[READING TEXT]
----------------------------------------

Once-Powerful Super Typhoon Nuri, Now a Screaming Extra-Tropical Low; Lower 48 to Get the “Arctic Treatment”
The remnants of Super Typhoon Nuri are making a beeline for the Bering Sea, where the storm is likely to interact with the polar jet — creating a juggernaut of a mid-latitude cyclone.
A host of weather forecast models are indicating the powerful low is likely to develop as the storm passes Russia’s Kamchatka Peninsula. And the latest surface analysis has the storm at 944 millibars; down from 995 millibars just 18 hours prior. Additional deepening of the low is expected in the coming hours.
And the GFS model is hinting the storm is likely to undergo additional “bombogenesis,” that’s where a system’s central pressure drops more than 24 millibars, in 24 hours. This system could go as low as 924 millibars. Just for a bit of perspective, the strongest hurricane during the 2014 Atlantic Basin hurricane season — Hurricane Gonzalo — only had a minimum central pressure of 940 millibars.

----------------------------------------

[REQUIREMENT 1] Decide whether each statement agrees with the Typhoon Nuri text, answering yes or no and quoting the words from the text that settle it: (a) The latest surface analysis put the storm at 944 millibars. (b) Hurricane Gonzalo had a minimum central pressure of 924 millibars. (c) The remnants of Nuri are heading toward the Bering Sea.
[REQUIREMENT 2] Render this sentence from the Typhoon Nuri text in Spanish: "This system could go as low as 924 millibars."
[REQUIREMENT 3] Pick up the Typhoon Nuri text after its last sentence and keep writing.
The material that comes next has no connection to the Typhoon Nuri text.

[Collected data]
----------------------------------------

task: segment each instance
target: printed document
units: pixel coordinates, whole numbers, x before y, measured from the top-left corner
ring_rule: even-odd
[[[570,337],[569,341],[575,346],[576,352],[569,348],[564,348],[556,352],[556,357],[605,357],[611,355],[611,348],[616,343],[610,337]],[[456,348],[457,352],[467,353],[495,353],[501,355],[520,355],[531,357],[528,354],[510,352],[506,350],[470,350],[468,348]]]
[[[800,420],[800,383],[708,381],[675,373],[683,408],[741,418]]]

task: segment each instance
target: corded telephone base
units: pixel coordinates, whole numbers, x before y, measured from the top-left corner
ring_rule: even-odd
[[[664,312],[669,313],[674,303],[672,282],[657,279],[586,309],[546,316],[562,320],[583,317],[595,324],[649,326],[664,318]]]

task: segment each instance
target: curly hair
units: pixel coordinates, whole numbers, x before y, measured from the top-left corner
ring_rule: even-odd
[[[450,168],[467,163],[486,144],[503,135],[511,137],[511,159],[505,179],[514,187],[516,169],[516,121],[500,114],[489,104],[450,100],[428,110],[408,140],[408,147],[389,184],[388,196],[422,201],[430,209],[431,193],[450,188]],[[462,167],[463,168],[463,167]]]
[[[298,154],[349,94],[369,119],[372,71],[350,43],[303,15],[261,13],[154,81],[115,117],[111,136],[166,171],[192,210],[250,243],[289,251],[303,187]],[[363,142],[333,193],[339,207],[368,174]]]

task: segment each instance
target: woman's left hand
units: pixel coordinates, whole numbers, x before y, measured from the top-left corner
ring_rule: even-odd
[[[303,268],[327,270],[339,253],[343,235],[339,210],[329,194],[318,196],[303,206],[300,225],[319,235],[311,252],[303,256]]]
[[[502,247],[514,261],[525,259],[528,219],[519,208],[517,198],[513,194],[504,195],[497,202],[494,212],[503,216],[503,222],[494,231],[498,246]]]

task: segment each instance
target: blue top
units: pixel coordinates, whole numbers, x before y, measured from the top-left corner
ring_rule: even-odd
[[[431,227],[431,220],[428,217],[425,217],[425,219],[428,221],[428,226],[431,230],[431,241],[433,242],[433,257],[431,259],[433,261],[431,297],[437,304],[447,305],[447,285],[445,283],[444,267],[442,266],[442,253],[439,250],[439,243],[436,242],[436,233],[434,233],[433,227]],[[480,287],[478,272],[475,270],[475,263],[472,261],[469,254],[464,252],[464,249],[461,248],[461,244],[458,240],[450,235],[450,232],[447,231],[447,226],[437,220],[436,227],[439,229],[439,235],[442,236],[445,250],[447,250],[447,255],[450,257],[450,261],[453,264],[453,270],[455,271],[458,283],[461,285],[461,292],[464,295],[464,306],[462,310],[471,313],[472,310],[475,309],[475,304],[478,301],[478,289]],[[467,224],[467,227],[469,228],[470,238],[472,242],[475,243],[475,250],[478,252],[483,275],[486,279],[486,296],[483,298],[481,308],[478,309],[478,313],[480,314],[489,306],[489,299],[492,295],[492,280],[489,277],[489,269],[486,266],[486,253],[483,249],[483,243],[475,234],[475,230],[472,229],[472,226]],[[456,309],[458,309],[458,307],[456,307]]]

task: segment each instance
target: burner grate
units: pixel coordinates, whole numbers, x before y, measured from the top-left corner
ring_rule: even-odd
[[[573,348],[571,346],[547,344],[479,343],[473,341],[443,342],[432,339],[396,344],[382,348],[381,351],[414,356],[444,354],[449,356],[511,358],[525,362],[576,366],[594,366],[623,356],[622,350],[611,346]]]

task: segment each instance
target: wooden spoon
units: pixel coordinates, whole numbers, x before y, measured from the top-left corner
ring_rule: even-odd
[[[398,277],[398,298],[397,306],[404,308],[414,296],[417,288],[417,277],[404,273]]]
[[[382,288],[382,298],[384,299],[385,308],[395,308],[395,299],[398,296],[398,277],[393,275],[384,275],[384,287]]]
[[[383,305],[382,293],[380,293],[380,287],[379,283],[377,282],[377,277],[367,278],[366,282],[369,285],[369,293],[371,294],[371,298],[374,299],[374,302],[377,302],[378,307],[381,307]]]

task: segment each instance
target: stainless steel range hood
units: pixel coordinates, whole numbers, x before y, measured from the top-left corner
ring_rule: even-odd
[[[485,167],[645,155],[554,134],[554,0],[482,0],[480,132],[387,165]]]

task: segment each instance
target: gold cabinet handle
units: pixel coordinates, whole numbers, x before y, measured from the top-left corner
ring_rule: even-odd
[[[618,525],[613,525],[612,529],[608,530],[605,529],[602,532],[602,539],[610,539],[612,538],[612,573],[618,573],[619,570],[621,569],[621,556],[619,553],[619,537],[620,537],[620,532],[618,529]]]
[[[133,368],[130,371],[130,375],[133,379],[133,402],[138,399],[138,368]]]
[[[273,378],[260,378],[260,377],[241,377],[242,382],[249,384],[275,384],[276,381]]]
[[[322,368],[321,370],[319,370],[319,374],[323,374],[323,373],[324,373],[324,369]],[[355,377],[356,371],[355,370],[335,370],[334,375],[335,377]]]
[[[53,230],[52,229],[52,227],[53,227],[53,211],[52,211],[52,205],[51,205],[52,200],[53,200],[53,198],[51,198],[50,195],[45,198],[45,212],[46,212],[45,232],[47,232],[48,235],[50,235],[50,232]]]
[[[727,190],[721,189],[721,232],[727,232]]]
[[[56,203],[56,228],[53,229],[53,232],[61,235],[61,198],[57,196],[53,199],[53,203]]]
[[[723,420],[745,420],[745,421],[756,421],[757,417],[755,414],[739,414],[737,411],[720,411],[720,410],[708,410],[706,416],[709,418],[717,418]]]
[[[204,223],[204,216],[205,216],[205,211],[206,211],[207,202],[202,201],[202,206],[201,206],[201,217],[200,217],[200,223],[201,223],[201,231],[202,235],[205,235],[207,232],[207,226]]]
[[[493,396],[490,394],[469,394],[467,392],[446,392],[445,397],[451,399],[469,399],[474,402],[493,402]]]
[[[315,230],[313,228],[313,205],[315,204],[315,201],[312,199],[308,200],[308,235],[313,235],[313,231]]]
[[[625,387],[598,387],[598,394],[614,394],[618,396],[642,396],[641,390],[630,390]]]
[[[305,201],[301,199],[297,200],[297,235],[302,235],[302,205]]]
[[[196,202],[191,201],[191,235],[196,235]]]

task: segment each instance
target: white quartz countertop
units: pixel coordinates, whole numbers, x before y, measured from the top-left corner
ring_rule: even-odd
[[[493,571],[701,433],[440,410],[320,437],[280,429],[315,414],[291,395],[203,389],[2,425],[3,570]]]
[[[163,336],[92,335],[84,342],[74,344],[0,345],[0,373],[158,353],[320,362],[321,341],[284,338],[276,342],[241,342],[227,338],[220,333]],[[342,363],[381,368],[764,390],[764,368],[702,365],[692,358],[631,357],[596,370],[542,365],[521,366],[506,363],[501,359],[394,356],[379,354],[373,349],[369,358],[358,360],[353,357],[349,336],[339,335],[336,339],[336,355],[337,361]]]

----------------------------------------

[EXERCISE RESPONSE 1]
(a) Yes: "the latest surface analysis has the storm at 944 millibars"
(b) No: "Hurricane Gonzalo — only had a minimum central pressure of 940 millibars"
(c) Yes: "The remnants of Super Typhoon Nuri are making a beeline for the Bering Sea"

[EXERCISE RESPONSE 2] Este sistema podría bajar hasta 924 milibares.

[EXERCISE RESPONSE 3]
Fierce winds and pounding waves are pummeling parts of Alaska’s Aleutian Islands. The National Weather Service in Anchorage is calling for winds gusting up to 90-mph through Saturday morning and they’re urging residents to tie down or remove any “loose debris,” to avoid property damage.
On Friday, the NWS in Anchorage tweeted a 96-mph wind gust was recorded on Shemya — a small island, that’s home to a U.S. Military Air Base, in the western Aleutian Islands.
Seas of 30 to 40 feet are also being forecast for much of the Bering Sea region, but waves upward of 50 feet aren’t totally out of the question.
If the storm reaches the 920 to 925 millibar range, it could be on the strongest extra-tropical storms ever recorded. According to the National Weather Service in Anchorage, the last time a storm this strong impacted Alaska was in Oct. 1977. That system had a minimum central pressure of 925 millibars as it passed over Dutch Harbor, Alaska.
This system also has the potential to surpass the all-time strongest mid-latitude storm ever recorded. That storm, which bombed out over the North Atlantic in 1993, had a minimum central pressure of 913 millibars.
Nuri is no stranger to bomb cyclogenesis. Late last week, the storm went from sustained winds of 85-mph to a 180-mph monster, in just 24 hours. At the height of its strength, Nuri nearly matched the intensity of Super Typhoon Vongfong — widely regarded as the strongest tropical cyclone of 2014.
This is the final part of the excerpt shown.